— Entries taken from a collection —
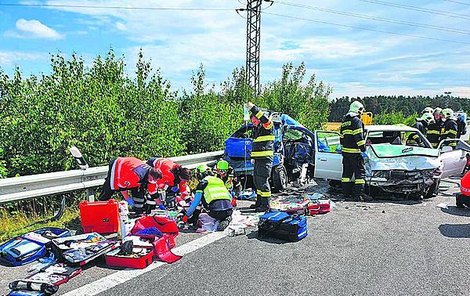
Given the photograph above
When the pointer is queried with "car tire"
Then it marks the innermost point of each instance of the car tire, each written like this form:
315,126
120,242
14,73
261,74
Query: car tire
279,178
433,189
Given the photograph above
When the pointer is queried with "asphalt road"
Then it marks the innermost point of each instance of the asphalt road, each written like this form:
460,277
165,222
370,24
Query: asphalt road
379,248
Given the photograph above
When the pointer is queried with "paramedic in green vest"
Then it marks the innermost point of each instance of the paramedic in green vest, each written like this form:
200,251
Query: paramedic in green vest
450,129
262,153
353,151
215,199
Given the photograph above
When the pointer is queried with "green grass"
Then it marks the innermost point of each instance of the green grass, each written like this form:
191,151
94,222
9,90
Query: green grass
17,224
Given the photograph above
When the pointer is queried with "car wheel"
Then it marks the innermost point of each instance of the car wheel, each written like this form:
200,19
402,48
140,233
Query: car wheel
433,189
279,178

— Aim of the task —
All of the records above must be copied exactly, except for the pictures.

— Answer —
Given the photograph above
When the pointer is queried with "car tire"
Then it marks the innermost point of each instance of the car tire, each written like this form:
315,126
120,242
14,73
261,74
Query: car tire
279,178
433,189
Given the photograph above
When the pointer is queried with "asphalt road"
Then it marks the innermost point of each instance of the asphalt road, each written like this form:
460,277
165,222
370,24
Query: asphalt road
379,248
Given the photograph above
When the pointer is queried with "paramedic in green vest"
Then it marks the innermost point of each instance of the paramedic in green vest, each written like this form:
200,251
Query: paramedic in green vest
450,129
262,153
353,151
215,199
Given the photograph above
When the pointer is queried with "green grass"
Then it marks the innermost point of each instance of the green grass, each written like this form:
191,151
94,222
9,90
Query: green grass
17,224
Given the photograph above
When the pointer is queried with "car wheel"
Then it marks the innermost point of each instance of the car wheel, each written like this form:
200,19
402,48
140,233
Query: car wheel
433,189
279,178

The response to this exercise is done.